=== Material to process ===
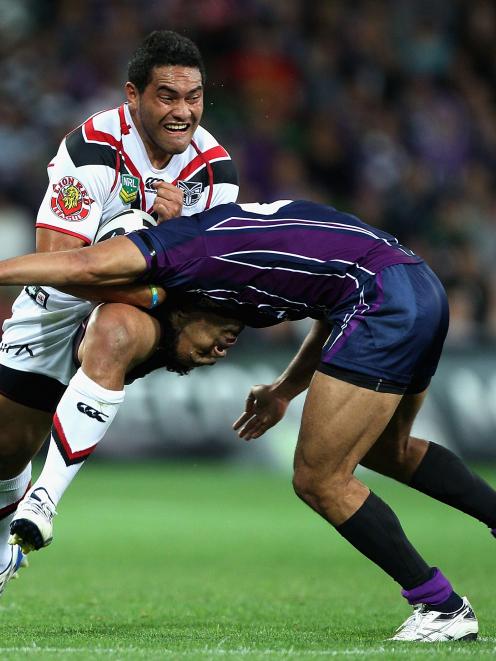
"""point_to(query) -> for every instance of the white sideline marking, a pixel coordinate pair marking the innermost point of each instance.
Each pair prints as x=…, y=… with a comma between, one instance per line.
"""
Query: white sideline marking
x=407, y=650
===
=== Material to process ===
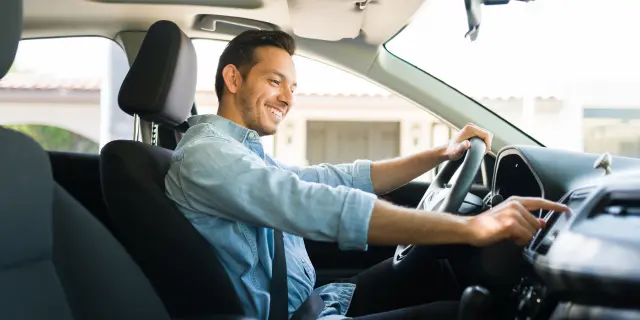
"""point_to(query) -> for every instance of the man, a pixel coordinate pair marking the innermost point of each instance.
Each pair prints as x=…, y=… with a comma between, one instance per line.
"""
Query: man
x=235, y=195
===
Instructions to follow
Reproduce the material starting at the line containing "of the white" and ending at the line containing "x=407, y=650", both included.

Result of the exercise
"""point_to(query) -> for every instance of the white sideline marking, a pixel coordinate pair marking the innermost point of each instance.
Each pair prints as x=…, y=… with a comma between, one instance per line.
"""
Query: white sideline marking
x=407, y=650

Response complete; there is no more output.